::: 页面

1. **更新门**：能关注的机制（更新门）。$Z_{t}$

2. **重置门**：能遗忘的机制（重置门）。$R_{t}$

$$
Z_{t} = \sigma(X_{t} W_{xz} + H_{t-1} W_{tz} + b_{z}) \\
R_{t} = \sigma(X_{t} W_{xr} + H_{t-1} W_{hr} + b_{r})
$$

3. **候选隐藏状态**:

&emsp;&emsp;之后基于这两个门的输出，我们来计算候选隐藏状态:

$$
\tilde{\boldsymbol{H}}_{t}=\tanh \left(\boldsymbol{X}_{t} \boldsymbol{W}_{x h}+\left(\boldsymbol{R}_{t} \odot \boldsymbol{H}_{t-1}\right) \boldsymbol{W}_{h h}+\boldsymbol{b}_{h}\right)
$$

&emsp;&emsp;如果将其与`RNN`做对比的话，我们可以发现，如果不看$R_{t}$的话，他就和之前的`RNN`是一样的。

4. **隐状态**:

$$
\boldsymbol{H}_{t}=\mathbf{Z}_{t} \odot \boldsymbol{H}_{t-1}+\left(1-\boldsymbol{Z}_{t}\right) \odot \tilde{\boldsymbol{H}}_{t}
$$

In [15]:
learning_rate = 0.001
U = np.random.randn(hidden_dim, dimension) / np.sqrt(hidden_dim)
Wz = np.random.randn(hidden_dim, hidden_dim) / np.sqrt(hidden_dim)
Wr = np.random.randn(hidden_dim, hidden_dim) / np.sqrt(hidden_dim)
Wh = np.random.randn(hidden_dim, hidden_dim) / np.sqrt(hidden_dim)
V = np.random.randn(dimension, hidden_dim) / np.sqrt(dimension)

def forward_gru_recurrent(x, h_state, U, Wz, Wr, Wh, V):
    mul_u = np.dot(x, U.T)
    
    # 更新门。
    mul_Wz = np.dot(h_state, Wz.T)
    add_Wz = mul_u + mul_Wz
    z = sigmoid(add_Wz)
    
    # 重置门。
    mul_Wr = np.dot(h_state, Wr.T)
    add_Wr = mul_u + mul_Wr
    r = sigmoid(add_Wr)
    
    # 计算候选隐藏状态。
    mul_Wh = np.dot(h_state * r, Wh.T)
    add_Wh = mul_u + mul_Wh
    h_hat = tanh(add_Wh)
    
    # 隐藏状态。

::::::

你要做的:
a - 根据这段GRU讲解，如果不看R_t，候选隐藏状态的计算和什么一样？
b - 请判断下列说法是否与这段GRU讲解相符，逐条回答是或否，并引用讲解中起决定作用的原文：(i) 重置门是能遗忘的机制；(ii) 代码里的 learning_rate 设为 0.01；(iii) 代码里的更新门用 tanh 计算。
c - 请从这段GRU讲解中照抄一段文字，范围介于“V = np.random.randn(dimension, hidden_dim)”和“mul_Wz = np.dot(h_state, Wz.T)”之间，含首尾。

::: 记录列表

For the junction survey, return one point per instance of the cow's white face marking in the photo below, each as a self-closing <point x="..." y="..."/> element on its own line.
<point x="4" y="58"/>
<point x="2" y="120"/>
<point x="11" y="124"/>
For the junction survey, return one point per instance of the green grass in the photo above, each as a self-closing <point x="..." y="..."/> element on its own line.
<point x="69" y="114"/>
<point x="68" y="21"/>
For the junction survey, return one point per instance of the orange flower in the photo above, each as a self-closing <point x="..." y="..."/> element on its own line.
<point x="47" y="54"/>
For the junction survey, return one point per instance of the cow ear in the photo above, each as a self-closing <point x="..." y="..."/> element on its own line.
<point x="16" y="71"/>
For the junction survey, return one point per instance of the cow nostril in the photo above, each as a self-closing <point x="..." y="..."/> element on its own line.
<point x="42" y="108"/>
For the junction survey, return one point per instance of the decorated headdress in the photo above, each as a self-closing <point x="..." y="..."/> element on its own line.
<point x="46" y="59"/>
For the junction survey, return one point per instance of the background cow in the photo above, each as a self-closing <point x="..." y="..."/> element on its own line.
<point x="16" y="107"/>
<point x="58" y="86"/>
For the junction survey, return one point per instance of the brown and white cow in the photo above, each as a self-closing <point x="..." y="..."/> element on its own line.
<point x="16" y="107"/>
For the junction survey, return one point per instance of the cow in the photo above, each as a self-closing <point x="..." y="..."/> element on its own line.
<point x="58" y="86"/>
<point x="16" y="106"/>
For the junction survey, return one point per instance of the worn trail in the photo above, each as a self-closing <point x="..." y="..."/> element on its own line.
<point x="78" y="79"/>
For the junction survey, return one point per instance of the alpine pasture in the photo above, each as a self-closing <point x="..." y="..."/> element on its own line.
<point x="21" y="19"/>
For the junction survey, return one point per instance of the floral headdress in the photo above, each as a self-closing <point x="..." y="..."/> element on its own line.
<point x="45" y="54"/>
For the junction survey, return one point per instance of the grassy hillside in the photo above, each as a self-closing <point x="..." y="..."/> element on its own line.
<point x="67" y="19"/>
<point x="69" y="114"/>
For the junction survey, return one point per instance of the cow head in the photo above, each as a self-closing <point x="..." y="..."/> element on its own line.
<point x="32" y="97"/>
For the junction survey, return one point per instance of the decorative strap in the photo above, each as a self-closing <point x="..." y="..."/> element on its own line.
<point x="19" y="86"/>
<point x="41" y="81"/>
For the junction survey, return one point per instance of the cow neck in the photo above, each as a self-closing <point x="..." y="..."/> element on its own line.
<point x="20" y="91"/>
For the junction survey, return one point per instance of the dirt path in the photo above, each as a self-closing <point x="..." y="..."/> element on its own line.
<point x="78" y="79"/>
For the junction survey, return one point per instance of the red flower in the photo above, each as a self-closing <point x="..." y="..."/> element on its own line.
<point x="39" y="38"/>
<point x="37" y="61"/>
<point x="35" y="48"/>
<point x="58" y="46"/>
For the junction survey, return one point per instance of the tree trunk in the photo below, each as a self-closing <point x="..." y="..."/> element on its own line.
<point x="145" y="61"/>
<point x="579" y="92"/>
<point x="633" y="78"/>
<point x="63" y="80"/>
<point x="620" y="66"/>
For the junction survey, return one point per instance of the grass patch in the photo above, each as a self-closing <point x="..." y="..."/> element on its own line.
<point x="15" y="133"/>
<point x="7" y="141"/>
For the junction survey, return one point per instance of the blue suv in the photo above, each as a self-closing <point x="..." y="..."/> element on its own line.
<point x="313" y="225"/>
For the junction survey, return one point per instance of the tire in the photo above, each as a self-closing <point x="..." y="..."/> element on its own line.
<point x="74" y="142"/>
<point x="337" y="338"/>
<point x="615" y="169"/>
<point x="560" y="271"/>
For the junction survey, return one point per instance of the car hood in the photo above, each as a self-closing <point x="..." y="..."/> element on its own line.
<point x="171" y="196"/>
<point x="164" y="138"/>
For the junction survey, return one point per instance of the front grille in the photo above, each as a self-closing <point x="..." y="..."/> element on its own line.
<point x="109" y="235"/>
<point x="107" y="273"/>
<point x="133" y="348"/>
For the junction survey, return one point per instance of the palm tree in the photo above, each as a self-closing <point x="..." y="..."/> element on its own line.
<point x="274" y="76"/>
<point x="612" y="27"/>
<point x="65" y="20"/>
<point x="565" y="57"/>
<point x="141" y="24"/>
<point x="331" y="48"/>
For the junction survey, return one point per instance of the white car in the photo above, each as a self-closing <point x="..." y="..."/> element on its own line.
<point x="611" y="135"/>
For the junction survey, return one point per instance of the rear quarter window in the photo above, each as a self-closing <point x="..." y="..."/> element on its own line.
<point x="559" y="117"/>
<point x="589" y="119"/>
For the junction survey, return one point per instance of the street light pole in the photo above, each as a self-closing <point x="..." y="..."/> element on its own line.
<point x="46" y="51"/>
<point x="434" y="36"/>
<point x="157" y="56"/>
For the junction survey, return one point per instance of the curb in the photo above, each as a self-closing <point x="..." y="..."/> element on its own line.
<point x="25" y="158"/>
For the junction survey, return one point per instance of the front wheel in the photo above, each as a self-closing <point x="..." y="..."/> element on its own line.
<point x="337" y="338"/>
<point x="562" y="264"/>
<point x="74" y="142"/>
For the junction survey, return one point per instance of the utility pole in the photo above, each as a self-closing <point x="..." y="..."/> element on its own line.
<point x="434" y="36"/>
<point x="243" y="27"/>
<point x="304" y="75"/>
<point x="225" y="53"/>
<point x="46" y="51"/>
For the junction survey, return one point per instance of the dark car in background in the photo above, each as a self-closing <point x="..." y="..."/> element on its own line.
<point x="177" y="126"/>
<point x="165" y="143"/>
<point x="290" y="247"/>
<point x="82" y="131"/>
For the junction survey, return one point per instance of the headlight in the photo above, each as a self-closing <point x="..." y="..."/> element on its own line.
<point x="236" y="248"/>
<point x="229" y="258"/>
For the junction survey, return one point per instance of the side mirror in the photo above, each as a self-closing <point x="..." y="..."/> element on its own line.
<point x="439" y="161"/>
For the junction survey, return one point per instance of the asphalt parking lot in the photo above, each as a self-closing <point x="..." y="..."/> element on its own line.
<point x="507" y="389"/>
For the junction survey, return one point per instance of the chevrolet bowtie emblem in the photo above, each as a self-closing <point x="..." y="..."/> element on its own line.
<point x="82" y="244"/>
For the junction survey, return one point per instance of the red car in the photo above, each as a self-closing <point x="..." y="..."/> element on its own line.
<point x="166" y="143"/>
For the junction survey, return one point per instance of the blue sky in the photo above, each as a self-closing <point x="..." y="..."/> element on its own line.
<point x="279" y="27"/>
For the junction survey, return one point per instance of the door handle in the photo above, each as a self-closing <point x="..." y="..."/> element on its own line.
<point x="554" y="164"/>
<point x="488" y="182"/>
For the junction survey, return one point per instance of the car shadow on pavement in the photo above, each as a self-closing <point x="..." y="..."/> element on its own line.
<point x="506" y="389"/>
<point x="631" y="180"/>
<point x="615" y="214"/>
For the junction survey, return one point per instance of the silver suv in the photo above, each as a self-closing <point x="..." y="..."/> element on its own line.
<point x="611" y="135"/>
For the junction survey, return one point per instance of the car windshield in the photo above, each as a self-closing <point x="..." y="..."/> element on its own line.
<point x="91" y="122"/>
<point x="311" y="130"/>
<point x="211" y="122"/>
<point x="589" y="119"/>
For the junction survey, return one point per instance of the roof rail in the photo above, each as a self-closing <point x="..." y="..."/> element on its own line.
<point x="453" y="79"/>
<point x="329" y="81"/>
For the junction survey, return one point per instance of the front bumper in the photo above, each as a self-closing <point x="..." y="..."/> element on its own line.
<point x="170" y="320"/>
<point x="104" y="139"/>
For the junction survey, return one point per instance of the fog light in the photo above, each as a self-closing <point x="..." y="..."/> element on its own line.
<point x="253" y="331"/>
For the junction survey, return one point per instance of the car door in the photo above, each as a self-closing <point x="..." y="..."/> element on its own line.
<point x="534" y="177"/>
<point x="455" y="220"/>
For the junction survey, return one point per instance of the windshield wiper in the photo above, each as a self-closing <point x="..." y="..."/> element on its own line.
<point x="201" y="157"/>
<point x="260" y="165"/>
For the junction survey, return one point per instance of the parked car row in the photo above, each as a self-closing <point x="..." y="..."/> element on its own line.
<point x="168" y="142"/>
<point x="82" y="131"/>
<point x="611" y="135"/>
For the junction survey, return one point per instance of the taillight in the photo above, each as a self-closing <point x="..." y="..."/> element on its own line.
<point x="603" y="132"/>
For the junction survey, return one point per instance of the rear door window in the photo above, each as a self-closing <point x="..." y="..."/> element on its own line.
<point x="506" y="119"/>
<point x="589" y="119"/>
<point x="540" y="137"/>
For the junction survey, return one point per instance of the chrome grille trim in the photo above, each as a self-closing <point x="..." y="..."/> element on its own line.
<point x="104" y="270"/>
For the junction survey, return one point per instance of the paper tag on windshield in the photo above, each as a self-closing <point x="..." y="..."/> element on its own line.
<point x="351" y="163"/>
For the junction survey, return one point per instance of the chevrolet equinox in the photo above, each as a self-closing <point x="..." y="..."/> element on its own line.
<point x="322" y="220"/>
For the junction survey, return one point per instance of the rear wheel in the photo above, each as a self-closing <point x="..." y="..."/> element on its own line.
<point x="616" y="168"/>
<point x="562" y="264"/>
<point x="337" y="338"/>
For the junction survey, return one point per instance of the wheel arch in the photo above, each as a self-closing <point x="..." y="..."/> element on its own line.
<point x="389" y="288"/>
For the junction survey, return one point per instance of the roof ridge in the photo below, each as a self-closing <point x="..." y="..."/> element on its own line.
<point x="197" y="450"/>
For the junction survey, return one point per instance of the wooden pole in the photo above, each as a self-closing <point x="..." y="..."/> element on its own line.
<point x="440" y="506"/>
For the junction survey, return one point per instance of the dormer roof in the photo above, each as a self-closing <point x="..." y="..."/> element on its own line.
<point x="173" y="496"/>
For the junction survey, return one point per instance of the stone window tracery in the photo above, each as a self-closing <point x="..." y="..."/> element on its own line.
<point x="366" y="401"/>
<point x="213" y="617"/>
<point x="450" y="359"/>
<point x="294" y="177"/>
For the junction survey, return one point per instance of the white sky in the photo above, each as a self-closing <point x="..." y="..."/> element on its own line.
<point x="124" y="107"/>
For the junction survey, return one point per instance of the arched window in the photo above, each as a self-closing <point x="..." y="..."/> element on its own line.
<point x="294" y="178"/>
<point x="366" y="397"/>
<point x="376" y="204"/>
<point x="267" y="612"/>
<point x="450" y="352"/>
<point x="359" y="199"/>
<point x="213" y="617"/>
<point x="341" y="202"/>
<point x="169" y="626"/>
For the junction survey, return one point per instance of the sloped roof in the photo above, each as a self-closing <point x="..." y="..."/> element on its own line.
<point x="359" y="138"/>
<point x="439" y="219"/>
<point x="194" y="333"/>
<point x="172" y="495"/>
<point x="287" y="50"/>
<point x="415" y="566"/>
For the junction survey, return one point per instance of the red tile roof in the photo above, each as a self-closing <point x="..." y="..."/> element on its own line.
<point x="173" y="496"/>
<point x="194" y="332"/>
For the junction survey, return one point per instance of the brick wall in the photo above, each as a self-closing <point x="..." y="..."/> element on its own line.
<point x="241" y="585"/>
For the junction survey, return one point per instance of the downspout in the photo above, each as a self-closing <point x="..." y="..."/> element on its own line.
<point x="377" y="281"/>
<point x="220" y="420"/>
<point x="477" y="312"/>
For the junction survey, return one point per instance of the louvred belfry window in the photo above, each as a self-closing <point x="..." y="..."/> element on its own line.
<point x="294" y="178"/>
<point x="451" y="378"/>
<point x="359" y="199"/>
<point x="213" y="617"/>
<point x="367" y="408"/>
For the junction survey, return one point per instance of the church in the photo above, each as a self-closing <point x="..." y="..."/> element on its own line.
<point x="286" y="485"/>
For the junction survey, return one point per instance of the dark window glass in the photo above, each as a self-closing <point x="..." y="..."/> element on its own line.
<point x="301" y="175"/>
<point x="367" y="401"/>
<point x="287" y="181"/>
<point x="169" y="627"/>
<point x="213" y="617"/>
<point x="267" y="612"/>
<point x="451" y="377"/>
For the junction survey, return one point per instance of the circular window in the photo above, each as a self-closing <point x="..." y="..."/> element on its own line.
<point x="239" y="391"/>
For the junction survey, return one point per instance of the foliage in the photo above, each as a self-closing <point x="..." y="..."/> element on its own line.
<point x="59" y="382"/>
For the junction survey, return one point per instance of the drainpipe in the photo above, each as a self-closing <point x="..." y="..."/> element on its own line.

::::::

各题答案:
a - 和之前的RNN是一样的。

b - (i) 是，“能遗忘的机制（重置门）”；(ii) 否，“learning_rate = 0.001”；(iii) 否，“z = sigmoid(add_Wz)”。

c -
V = np.random.randn(dimension, hidden_dim) / np.sqrt(dimension)

def forward_gru_recurrent(x, h_state, U, Wz, Wr, Wh, V):
    mul_u = np.dot(x, U.T)
    
    # 更新门。
    mul_Wz = np.dot(h_state, Wz.T)